Extracted records

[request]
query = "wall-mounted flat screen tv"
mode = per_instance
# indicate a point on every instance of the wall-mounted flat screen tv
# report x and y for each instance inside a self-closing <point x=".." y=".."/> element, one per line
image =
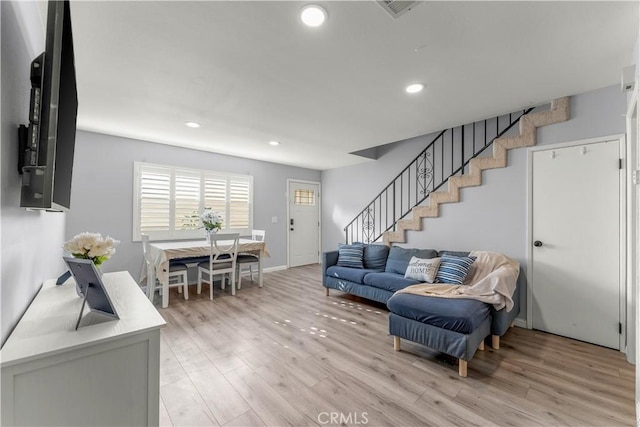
<point x="48" y="148"/>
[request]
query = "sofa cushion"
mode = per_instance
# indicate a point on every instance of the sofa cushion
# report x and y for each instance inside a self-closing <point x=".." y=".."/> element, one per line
<point x="347" y="273"/>
<point x="388" y="281"/>
<point x="399" y="258"/>
<point x="454" y="269"/>
<point x="350" y="255"/>
<point x="459" y="315"/>
<point x="424" y="270"/>
<point x="375" y="256"/>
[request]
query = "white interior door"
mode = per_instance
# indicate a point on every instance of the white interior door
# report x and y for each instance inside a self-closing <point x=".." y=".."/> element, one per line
<point x="304" y="223"/>
<point x="576" y="242"/>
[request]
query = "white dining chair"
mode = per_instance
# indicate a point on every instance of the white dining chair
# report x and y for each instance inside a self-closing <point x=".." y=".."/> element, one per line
<point x="250" y="260"/>
<point x="222" y="261"/>
<point x="177" y="276"/>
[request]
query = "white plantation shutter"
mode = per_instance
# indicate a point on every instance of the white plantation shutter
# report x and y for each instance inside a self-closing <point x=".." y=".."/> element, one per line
<point x="168" y="201"/>
<point x="215" y="194"/>
<point x="239" y="202"/>
<point x="187" y="199"/>
<point x="155" y="199"/>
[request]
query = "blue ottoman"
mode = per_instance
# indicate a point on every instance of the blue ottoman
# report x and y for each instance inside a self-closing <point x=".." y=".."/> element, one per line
<point x="456" y="327"/>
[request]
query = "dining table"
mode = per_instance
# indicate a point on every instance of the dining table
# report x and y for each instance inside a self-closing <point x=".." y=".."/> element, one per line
<point x="161" y="254"/>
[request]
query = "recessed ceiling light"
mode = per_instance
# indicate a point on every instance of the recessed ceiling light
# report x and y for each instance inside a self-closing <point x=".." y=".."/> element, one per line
<point x="313" y="15"/>
<point x="414" y="88"/>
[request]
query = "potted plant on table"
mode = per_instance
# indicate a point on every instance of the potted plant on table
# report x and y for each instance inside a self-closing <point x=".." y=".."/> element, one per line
<point x="211" y="222"/>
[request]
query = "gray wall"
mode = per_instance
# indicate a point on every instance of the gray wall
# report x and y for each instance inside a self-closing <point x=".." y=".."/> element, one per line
<point x="31" y="241"/>
<point x="102" y="196"/>
<point x="490" y="217"/>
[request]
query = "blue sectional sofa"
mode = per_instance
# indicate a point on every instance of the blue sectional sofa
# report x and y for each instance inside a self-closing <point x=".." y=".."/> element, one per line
<point x="457" y="327"/>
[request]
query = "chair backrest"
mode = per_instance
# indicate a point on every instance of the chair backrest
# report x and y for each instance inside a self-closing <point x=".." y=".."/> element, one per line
<point x="223" y="245"/>
<point x="258" y="235"/>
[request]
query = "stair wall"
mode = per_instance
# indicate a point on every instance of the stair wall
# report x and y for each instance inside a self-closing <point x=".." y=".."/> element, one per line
<point x="492" y="216"/>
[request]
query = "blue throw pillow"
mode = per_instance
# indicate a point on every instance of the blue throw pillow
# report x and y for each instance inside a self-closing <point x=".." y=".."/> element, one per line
<point x="375" y="256"/>
<point x="350" y="256"/>
<point x="454" y="269"/>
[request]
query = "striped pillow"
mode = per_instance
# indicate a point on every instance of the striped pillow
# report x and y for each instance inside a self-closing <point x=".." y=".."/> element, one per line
<point x="454" y="269"/>
<point x="350" y="256"/>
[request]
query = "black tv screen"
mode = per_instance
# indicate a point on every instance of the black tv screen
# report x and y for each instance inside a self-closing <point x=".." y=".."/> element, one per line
<point x="48" y="164"/>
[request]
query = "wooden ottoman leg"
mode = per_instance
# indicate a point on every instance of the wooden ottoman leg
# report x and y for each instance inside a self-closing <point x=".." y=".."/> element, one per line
<point x="462" y="368"/>
<point x="396" y="343"/>
<point x="495" y="341"/>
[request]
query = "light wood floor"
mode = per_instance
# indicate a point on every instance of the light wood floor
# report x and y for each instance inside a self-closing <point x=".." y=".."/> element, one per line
<point x="287" y="355"/>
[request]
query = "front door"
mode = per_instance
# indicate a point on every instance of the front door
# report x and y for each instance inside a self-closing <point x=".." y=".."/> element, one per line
<point x="576" y="242"/>
<point x="304" y="223"/>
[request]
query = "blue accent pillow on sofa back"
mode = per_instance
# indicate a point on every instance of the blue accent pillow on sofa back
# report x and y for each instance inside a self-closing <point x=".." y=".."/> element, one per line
<point x="399" y="258"/>
<point x="454" y="269"/>
<point x="350" y="255"/>
<point x="375" y="256"/>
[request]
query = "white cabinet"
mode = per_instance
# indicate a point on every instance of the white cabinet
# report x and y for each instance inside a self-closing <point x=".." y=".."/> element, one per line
<point x="102" y="374"/>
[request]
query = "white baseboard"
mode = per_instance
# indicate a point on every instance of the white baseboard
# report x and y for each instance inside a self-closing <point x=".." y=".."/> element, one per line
<point x="521" y="323"/>
<point x="276" y="268"/>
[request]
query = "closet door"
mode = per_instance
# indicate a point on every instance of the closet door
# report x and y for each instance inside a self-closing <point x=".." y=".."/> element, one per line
<point x="576" y="242"/>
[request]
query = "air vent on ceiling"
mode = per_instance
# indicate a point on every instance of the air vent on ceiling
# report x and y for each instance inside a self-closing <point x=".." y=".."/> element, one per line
<point x="396" y="8"/>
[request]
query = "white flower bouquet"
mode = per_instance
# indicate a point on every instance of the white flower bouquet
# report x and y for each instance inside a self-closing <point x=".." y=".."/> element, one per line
<point x="91" y="246"/>
<point x="211" y="220"/>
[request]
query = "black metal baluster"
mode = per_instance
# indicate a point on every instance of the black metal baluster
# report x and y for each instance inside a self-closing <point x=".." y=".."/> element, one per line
<point x="463" y="142"/>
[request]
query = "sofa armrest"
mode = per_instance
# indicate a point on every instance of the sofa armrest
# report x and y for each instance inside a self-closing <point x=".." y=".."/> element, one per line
<point x="328" y="259"/>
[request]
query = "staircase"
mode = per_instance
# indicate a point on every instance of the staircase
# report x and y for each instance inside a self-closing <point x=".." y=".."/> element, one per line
<point x="455" y="156"/>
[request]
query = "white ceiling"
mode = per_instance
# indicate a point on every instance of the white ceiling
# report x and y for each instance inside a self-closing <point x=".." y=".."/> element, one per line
<point x="251" y="72"/>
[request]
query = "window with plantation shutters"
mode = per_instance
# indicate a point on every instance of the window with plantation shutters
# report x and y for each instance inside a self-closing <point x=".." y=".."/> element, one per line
<point x="169" y="200"/>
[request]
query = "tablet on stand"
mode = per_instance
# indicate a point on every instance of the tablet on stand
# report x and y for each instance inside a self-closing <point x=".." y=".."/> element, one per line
<point x="92" y="288"/>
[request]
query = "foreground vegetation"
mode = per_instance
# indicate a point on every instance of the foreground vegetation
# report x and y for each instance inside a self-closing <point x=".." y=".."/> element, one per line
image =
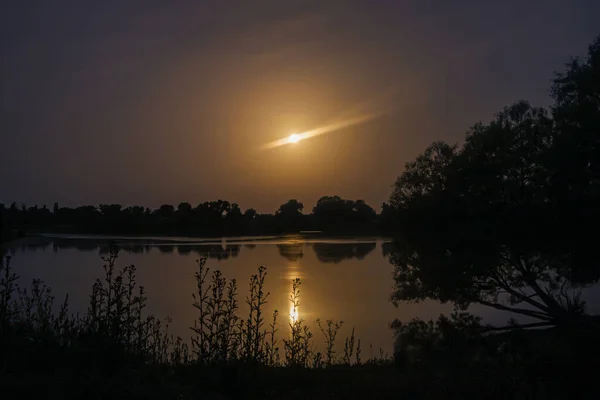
<point x="115" y="350"/>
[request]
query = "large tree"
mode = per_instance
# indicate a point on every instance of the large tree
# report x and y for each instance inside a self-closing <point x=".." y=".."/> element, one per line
<point x="505" y="220"/>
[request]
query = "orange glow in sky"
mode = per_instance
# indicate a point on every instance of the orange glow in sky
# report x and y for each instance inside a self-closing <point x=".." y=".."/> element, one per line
<point x="296" y="137"/>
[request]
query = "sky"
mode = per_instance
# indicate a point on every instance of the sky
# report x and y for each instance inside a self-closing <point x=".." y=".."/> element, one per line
<point x="153" y="102"/>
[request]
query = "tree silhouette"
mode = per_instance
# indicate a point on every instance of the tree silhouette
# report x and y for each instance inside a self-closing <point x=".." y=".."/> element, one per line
<point x="499" y="220"/>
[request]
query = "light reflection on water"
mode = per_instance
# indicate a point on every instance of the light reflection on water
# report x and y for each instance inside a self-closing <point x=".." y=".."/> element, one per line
<point x="347" y="280"/>
<point x="343" y="280"/>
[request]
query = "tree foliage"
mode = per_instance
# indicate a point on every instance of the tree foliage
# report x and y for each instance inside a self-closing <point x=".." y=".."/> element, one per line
<point x="506" y="219"/>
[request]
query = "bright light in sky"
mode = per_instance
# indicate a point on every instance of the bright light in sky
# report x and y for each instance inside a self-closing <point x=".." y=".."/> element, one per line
<point x="296" y="137"/>
<point x="293" y="138"/>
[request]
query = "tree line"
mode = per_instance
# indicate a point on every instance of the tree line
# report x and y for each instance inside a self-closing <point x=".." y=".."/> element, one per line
<point x="331" y="214"/>
<point x="509" y="219"/>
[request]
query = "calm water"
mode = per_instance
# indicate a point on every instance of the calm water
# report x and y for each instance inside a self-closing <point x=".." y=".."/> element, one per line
<point x="348" y="280"/>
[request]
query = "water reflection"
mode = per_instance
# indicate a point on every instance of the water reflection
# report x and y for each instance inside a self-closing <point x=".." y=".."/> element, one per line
<point x="335" y="253"/>
<point x="292" y="251"/>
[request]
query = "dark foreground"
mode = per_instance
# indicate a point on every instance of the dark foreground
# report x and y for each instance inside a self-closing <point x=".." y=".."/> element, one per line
<point x="116" y="352"/>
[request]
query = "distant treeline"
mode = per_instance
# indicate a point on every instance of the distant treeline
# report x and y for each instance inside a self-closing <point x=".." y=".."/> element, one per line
<point x="331" y="214"/>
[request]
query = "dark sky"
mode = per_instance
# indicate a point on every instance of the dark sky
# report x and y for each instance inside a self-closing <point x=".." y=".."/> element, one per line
<point x="151" y="102"/>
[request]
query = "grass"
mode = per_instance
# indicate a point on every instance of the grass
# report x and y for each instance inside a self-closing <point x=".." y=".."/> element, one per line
<point x="115" y="350"/>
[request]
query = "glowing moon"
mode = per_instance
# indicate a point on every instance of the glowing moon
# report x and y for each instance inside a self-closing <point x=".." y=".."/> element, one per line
<point x="293" y="138"/>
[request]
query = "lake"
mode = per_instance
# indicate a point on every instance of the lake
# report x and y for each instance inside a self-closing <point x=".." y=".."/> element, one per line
<point x="342" y="279"/>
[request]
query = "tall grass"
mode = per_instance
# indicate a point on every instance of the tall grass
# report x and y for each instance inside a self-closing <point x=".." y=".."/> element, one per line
<point x="116" y="322"/>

Goal of the exercise: Above are the entries. Output exactly the lines beginning with the line that has "# indicate a point on every instance of the closet" and ending with the line that has "# indicate a point on every instance of the white ceiling".

Exercise solution:
# indicate a point on every instance of the closet door
# report x and y for each instance inside a self-closing <point x=".." y=".."/> element, one per line
<point x="576" y="242"/>
[request]
query = "air vent on ceiling"
mode = per_instance
# indicate a point on every instance of the air vent on ceiling
# report x and y for each instance inside a self-closing <point x=".." y=".."/> element, one per line
<point x="396" y="8"/>
[request]
query = "white flower bouquet"
mode = per_instance
# indicate a point on every instance of the white flower bouquet
# report x and y for each instance inside a self-closing <point x=".." y=".."/> element, one per line
<point x="91" y="246"/>
<point x="211" y="220"/>
[request]
query = "black metal baluster"
mode = per_instance
# indicate a point on every instance of the black metal baluster
# report x and y for each instance inside a self-closing <point x=".." y=".."/> element, one per line
<point x="463" y="142"/>
[request]
query = "sofa armrest"
mode = per_instance
# indicate a point on every instance of the sofa armrest
# report x and y for each instance inside a self-closing <point x=".." y=".."/> element, one per line
<point x="328" y="259"/>
[request]
query = "staircase"
mode = per_instance
# indicate a point on every instance of the staircase
# report x and y for each instance inside a self-closing <point x=".." y=".."/> element, one per line
<point x="455" y="156"/>
[request]
query = "white ceiling"
mode = per_instance
# indicate a point on every instance of the white ceiling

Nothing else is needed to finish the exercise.